* [Task prompt] Reproduce verbatim only the lines from the one containing "Query: boy's right hand" through the last line below, both included.

* [Exercise data]
#####

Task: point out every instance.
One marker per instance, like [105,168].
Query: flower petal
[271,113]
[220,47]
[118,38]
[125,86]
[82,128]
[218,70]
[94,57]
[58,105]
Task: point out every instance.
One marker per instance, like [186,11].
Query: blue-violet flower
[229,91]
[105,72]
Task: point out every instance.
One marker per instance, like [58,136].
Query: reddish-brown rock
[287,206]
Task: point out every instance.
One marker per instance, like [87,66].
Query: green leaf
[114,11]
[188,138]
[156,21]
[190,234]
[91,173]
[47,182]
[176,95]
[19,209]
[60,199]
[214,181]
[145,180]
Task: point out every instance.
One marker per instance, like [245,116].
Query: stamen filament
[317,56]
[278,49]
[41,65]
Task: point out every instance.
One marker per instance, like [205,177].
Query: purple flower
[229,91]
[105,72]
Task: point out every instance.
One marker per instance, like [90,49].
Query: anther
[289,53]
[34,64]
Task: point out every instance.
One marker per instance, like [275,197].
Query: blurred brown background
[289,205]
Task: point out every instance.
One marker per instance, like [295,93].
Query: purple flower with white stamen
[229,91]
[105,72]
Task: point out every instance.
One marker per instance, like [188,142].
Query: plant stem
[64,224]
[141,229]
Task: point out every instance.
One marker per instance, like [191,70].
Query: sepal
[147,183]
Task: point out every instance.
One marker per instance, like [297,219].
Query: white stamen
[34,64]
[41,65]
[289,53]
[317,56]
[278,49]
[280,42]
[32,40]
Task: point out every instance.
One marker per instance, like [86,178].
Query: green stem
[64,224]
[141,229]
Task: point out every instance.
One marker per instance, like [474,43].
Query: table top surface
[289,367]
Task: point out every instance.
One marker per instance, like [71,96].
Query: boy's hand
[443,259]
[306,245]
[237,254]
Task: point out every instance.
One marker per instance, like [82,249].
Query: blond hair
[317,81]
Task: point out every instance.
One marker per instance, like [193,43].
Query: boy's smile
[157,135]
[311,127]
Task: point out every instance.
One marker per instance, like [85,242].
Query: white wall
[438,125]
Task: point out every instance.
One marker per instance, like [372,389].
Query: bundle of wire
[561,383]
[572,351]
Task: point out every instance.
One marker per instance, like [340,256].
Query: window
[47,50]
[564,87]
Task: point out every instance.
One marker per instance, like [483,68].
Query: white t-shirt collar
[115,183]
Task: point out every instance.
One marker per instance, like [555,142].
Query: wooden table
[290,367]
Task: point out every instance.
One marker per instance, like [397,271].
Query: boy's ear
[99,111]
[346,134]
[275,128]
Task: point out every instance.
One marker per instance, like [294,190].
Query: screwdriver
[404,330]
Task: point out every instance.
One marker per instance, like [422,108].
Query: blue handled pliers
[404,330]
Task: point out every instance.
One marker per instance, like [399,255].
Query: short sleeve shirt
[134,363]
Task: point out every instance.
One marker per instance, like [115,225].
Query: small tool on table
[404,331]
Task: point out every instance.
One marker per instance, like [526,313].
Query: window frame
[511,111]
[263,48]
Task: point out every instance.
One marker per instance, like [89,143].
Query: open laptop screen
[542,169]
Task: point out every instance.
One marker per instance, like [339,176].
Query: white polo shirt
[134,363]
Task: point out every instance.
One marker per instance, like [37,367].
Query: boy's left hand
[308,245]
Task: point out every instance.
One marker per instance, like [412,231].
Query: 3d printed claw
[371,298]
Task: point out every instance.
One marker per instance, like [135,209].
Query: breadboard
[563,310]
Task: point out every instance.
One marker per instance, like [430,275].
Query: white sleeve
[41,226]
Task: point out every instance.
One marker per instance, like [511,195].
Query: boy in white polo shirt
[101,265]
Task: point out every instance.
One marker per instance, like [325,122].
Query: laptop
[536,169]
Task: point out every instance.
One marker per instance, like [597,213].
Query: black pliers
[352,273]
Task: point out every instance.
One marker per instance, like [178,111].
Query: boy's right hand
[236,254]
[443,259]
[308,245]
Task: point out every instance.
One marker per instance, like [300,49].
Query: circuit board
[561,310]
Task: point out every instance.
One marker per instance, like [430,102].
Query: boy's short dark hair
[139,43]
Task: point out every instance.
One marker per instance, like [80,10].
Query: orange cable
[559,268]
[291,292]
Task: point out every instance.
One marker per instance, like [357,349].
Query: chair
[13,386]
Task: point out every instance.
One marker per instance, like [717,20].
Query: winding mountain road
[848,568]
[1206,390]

#####

* [Solution for this task]
Query: boy's right hand
[236,254]
[443,259]
[308,245]
Task: point out every instance.
One marker per instance, like [300,49].
Query: circuit board
[561,310]
Task: point out every instance.
One marker per instance, like [430,102].
Query: boy's short dark hair
[139,43]
Task: point out every instance.
One marker per instance, like [80,10].
Query: orange cable
[559,268]
[291,292]
Task: point out every instance.
One marker per instance, like [357,349].
Query: chair
[13,386]
Task: point out every instance.
One marker per instance, like [717,20].
Query: winding mountain road
[848,568]
[1206,390]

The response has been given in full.